Examine each line of the listing below. Copy those in which the string "grass" appears.

_Extracted data_
=======

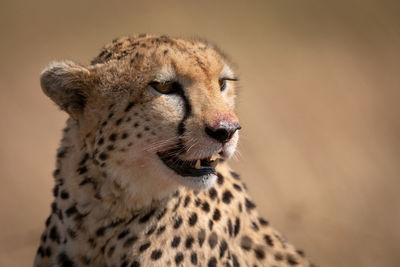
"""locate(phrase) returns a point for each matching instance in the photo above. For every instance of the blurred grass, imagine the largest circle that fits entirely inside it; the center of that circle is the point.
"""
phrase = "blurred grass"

=======

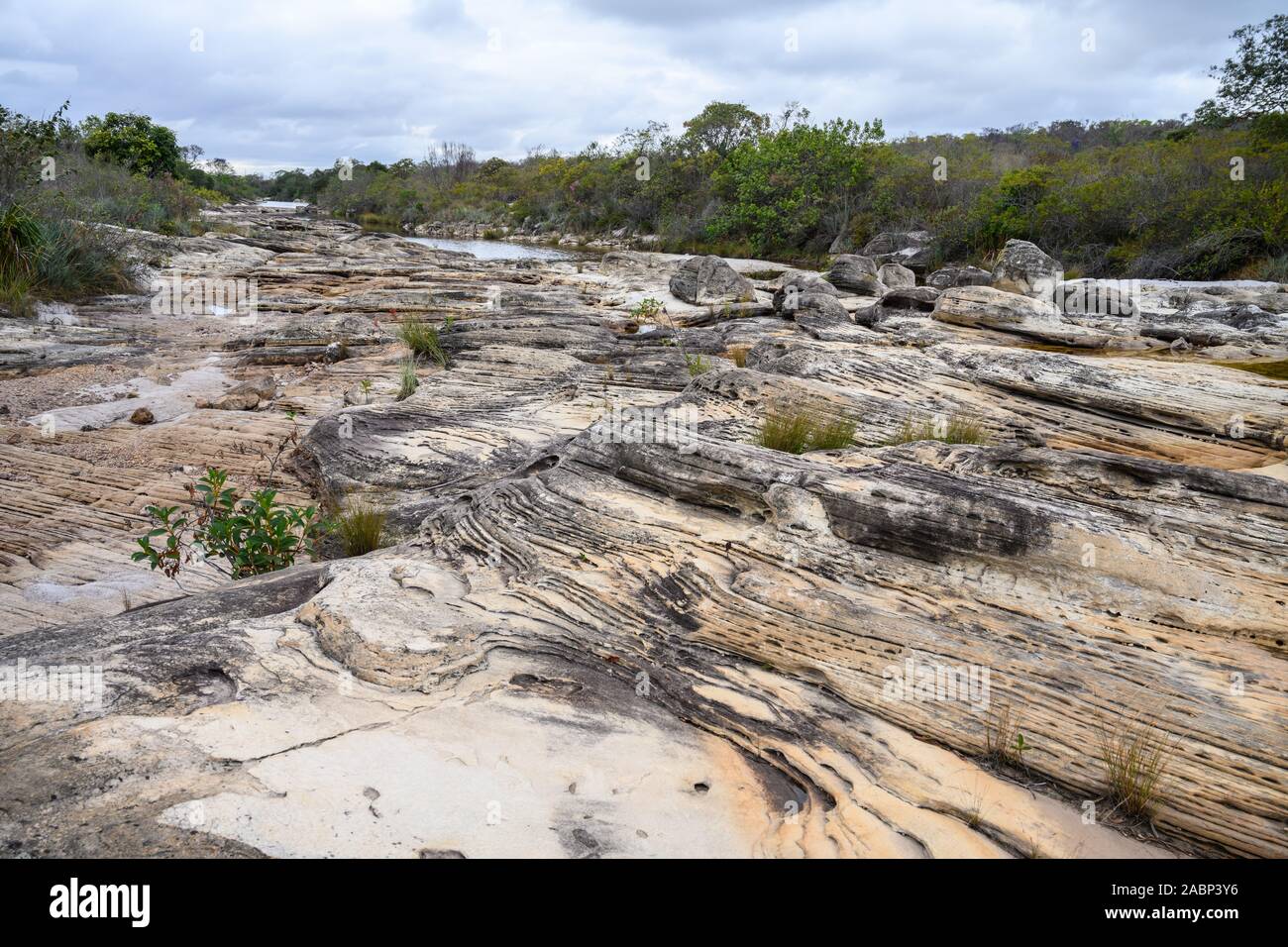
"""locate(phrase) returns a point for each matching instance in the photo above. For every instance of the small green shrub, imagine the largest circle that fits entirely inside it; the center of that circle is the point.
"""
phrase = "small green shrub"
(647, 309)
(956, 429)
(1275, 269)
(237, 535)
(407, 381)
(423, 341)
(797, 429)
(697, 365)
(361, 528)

=======

_Output for this task_
"""locate(phrase) returns a point for each matching instance in the photo above. For every instance of the blurred grass, imagine the largest circle that fits entirely inside it; the center of that circle is the point.
phrase = "blurred grass"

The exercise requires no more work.